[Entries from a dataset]
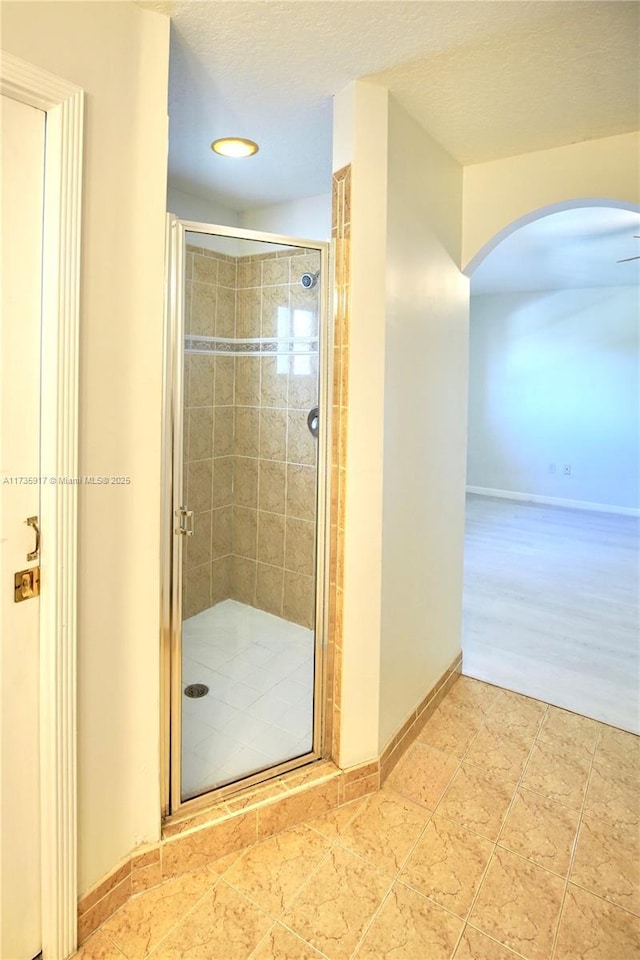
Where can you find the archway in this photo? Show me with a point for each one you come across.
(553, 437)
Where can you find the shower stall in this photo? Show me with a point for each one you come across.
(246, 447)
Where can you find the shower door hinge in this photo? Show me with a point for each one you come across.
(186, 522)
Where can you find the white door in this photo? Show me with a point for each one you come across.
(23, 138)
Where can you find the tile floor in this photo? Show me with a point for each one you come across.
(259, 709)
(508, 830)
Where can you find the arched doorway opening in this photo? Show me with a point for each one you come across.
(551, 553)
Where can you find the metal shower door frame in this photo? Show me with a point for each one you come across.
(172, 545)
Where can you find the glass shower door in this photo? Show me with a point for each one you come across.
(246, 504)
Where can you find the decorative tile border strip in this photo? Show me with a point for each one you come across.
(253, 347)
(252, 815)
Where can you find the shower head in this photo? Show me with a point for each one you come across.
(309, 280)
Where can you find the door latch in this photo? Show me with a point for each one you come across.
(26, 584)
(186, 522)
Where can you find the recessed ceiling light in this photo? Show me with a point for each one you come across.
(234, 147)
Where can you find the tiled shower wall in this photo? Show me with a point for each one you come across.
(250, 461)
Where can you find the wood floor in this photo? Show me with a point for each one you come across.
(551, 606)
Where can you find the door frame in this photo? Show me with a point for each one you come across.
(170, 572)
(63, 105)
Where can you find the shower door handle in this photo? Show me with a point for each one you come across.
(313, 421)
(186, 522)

---

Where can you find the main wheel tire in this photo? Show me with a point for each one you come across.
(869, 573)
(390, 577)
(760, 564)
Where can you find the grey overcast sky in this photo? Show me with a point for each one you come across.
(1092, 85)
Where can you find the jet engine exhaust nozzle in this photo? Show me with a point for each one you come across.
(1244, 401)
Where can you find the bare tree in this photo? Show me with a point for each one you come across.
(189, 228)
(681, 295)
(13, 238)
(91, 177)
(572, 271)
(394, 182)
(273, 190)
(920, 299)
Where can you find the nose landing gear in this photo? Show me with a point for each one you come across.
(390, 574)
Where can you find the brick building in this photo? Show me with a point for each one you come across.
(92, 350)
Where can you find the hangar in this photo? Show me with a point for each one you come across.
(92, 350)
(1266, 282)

---

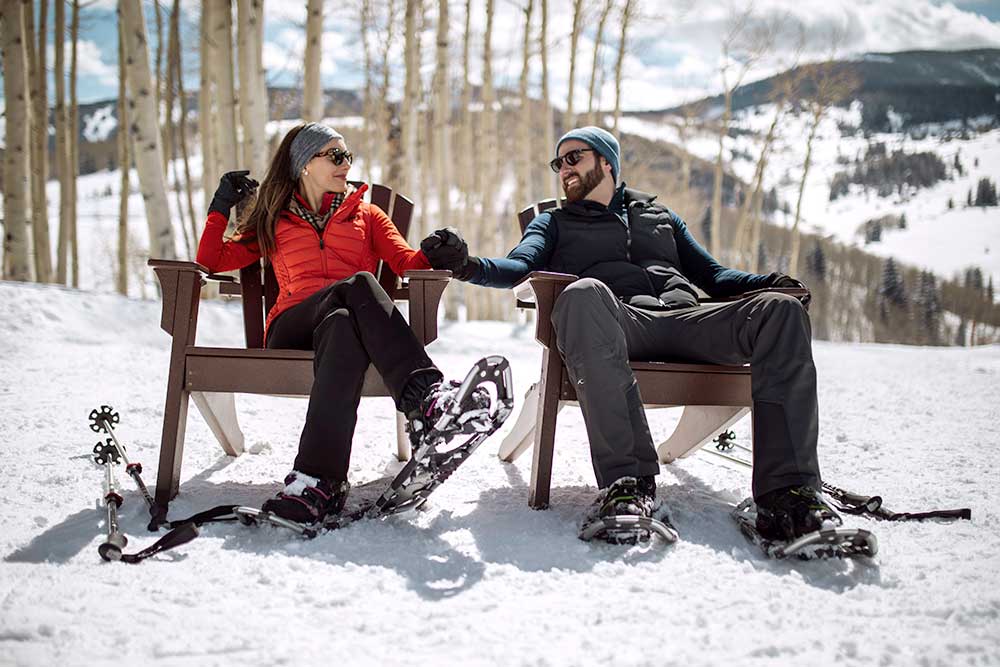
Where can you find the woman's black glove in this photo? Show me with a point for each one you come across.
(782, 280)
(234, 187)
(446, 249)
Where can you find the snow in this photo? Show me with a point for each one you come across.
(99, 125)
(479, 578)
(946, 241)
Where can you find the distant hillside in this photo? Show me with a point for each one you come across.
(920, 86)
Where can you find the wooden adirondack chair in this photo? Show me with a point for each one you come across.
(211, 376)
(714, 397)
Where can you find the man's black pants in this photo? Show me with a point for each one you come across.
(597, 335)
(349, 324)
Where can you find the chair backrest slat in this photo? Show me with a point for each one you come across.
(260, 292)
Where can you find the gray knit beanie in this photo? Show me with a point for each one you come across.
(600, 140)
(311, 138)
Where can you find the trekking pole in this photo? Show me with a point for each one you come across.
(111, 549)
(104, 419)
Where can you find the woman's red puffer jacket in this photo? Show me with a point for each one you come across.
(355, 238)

• [Set task] Extract each line of the material that contains the string "black", treating uppercase and lowercase as different.

• [Complete response]
Where can you find the woman's black glove in this photo? Show me with a point for each one you come across.
Where can you find the man's black pants in this photo? Show me with a point for each one you come across.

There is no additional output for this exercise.